DATA EXTRACTS:
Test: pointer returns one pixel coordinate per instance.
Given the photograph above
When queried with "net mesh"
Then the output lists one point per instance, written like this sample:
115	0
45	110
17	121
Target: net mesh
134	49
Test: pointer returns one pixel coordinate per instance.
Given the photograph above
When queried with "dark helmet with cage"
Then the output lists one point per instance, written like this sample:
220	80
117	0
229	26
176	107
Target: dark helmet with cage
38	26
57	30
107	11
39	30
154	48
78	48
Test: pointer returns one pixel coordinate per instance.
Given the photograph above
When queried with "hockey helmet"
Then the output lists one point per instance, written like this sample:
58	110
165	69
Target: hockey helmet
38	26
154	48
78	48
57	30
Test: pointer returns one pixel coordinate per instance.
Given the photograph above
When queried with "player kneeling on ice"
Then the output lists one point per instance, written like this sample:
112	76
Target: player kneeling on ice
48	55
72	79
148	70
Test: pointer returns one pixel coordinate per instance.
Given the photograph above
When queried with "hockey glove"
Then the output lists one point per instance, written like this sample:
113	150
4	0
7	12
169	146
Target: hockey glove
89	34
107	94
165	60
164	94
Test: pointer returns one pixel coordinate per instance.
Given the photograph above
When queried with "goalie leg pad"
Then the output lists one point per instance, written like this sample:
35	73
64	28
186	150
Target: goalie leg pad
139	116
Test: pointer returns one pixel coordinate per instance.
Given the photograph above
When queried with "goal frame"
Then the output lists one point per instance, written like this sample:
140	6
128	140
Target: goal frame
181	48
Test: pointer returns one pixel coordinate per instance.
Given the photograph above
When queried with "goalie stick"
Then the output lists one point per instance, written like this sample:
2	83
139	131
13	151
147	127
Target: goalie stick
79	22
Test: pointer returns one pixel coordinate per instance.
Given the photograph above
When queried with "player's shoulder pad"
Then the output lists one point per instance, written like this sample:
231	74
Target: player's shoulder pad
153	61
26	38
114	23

WHAT YOU HAVE TO DO: All of the data above should be reproduced exactly, with nothing missing.

OUTPUT:
Test: pointer returns one pixel coordinate per instance.
Given the photograph above
When queried with "net mesh"
Then the output lists one point per instance, written like this sample:
115	0
45	110
17	121
Target: net mesh
134	49
Test: pointer returns one pixel coordinate per instance.
Given the photograph above
When queried with "dark helmet with cage"
Then the output lists one point per instance, written like this sample:
220	80
117	0
229	26
176	107
Target: dark helmet with cage
38	26
57	30
107	11
39	30
154	48
78	48
Test: pointer returns one pixel coordinate per instance.
Given the photograph above
When queried with "hockey helmet"
Then the output lists one point per instance, written like this sample:
58	110
165	69
Target: hockey helmet
38	26
154	48
78	48
57	30
Test: pointer returns one pixel coordinate per instance.
Given the photograph above
When queried with "player kneeling on ice"
Then the output lists one point per instance, written like this sample:
112	76
Target: player kneeling on ice
48	55
72	79
148	70
Test: pointer returns one pixel coordinate per instance.
Given the photograph above
When queried with "hockey glove"
Then the output lists one point per instance, written like this sample:
113	150
4	0
7	12
169	146
Target: hockey glove
89	34
107	94
165	60
164	94
Test: pointer returns one pixel coordinate per instance.
Given the photograph above
When queried with "goalie leg pad"
Then the output lists one point per instance, written like this sample:
35	73
64	28
186	150
Target: goalie leg pad
139	116
Test: pointer returns one pixel coordinate per instance.
Given the photograph above
When queried with "goal frame"
Then the output lists one point per instance, written like this sample:
140	6
128	140
Target: goal frame
181	48
Test: pointer returns one pixel coordinate per instance.
Given the photograph above
When queried with "goalie stick"
Then the output lists one point per instance, written like this sample:
2	83
139	131
13	151
147	127
Target: goalie stick
79	22
Test: pointer returns one pixel coordinate per instance.
Given the photograph above
When queried with "player's shoulder pad"
Then the output lists one point per instance, written like this sample:
231	74
Target: player's shoulder pad
153	61
26	38
114	23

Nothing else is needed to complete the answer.